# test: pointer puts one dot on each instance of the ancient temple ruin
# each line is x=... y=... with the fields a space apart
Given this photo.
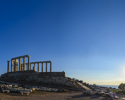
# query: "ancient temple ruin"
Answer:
x=21 y=67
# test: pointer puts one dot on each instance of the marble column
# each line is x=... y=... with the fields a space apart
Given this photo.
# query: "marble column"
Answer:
x=20 y=64
x=30 y=66
x=8 y=66
x=28 y=63
x=24 y=63
x=46 y=67
x=11 y=65
x=14 y=65
x=38 y=67
x=42 y=67
x=34 y=67
x=50 y=66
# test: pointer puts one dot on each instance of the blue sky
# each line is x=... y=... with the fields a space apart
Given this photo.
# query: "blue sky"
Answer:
x=84 y=38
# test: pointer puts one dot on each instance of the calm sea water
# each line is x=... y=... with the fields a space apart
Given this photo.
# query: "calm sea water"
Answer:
x=113 y=86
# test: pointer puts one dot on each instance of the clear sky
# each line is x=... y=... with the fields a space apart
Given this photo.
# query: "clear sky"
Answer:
x=84 y=38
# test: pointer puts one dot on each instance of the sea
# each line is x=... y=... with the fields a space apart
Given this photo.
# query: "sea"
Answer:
x=113 y=86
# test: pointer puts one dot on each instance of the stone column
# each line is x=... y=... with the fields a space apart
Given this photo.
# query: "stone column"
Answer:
x=27 y=66
x=11 y=65
x=14 y=65
x=28 y=63
x=24 y=63
x=30 y=66
x=8 y=66
x=42 y=67
x=38 y=67
x=46 y=67
x=20 y=69
x=50 y=66
x=34 y=67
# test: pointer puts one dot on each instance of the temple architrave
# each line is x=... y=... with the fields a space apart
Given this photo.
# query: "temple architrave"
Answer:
x=21 y=67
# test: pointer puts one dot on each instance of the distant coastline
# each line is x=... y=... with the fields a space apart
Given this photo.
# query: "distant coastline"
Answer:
x=113 y=86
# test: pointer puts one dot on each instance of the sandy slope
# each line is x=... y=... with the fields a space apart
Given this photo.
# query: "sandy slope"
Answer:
x=50 y=96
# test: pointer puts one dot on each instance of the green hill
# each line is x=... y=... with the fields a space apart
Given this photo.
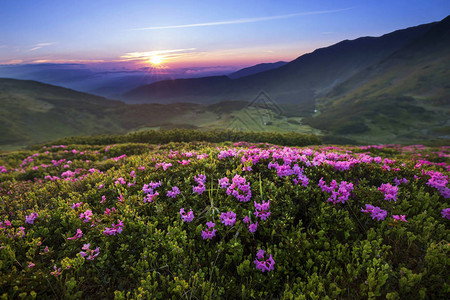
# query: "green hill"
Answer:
x=404 y=96
x=298 y=82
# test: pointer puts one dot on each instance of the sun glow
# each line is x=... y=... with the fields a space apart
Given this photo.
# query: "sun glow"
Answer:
x=156 y=60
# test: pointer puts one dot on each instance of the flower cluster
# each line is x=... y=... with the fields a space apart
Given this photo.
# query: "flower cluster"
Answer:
x=439 y=181
x=240 y=189
x=228 y=218
x=264 y=264
x=252 y=227
x=174 y=192
x=375 y=212
x=208 y=233
x=86 y=216
x=201 y=180
x=186 y=217
x=224 y=183
x=30 y=219
x=401 y=218
x=262 y=210
x=389 y=191
x=114 y=229
x=446 y=213
x=78 y=235
x=164 y=165
x=342 y=194
x=400 y=181
x=91 y=254
x=149 y=190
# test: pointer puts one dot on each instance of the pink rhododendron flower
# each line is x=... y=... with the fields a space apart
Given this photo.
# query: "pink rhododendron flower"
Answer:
x=78 y=235
x=264 y=265
x=389 y=191
x=253 y=227
x=174 y=192
x=224 y=183
x=86 y=216
x=89 y=254
x=228 y=218
x=262 y=210
x=30 y=219
x=240 y=189
x=114 y=229
x=56 y=272
x=401 y=218
x=446 y=213
x=186 y=217
x=208 y=233
x=375 y=212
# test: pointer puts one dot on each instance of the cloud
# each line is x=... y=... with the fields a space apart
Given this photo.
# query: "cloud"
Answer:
x=242 y=21
x=164 y=53
x=39 y=46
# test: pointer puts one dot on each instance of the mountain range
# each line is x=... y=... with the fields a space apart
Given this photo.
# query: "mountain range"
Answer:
x=388 y=89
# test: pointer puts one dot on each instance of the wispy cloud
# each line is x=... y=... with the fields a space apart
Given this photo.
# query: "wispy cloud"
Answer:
x=39 y=46
x=163 y=53
x=246 y=20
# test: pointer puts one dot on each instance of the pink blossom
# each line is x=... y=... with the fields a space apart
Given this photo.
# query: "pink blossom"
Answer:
x=262 y=210
x=174 y=192
x=186 y=217
x=208 y=233
x=264 y=265
x=86 y=216
x=446 y=213
x=30 y=219
x=228 y=218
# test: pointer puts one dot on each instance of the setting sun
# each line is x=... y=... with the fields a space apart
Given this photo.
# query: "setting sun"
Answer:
x=156 y=60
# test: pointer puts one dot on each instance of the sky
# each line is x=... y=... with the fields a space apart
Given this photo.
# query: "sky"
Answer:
x=201 y=33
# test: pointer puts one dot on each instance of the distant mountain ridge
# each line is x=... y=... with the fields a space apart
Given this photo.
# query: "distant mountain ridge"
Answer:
x=256 y=69
x=34 y=112
x=406 y=94
x=299 y=82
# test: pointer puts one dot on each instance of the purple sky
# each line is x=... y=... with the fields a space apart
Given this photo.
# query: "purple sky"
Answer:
x=185 y=34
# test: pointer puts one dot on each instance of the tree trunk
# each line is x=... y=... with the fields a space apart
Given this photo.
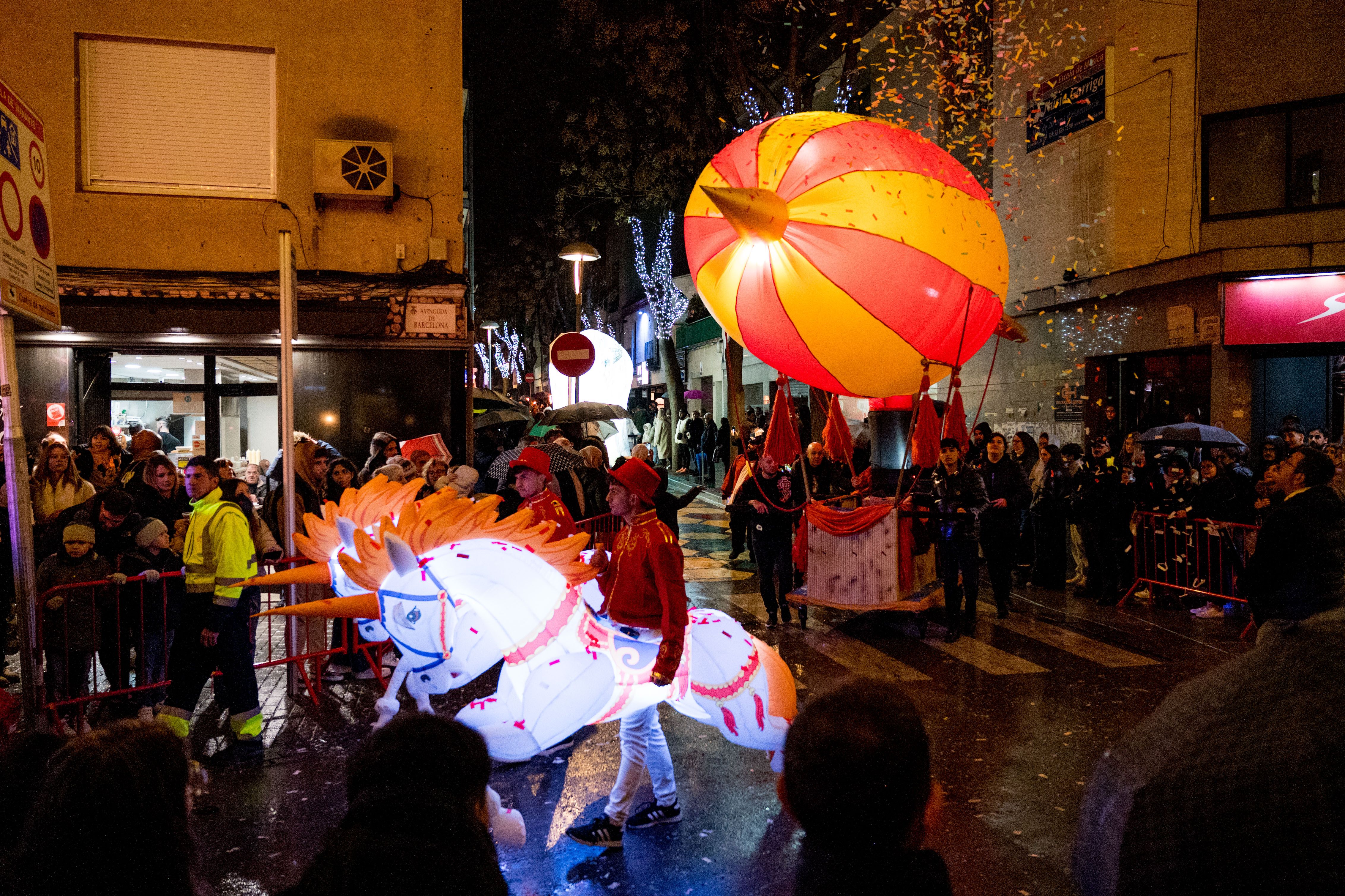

## Task description
Pull out every line of the records above that contains the word "sandy", matching case exactly.

## Task solution
# test: pointer puts one dot on each instance of the sandy slope
# query: "sandy slope"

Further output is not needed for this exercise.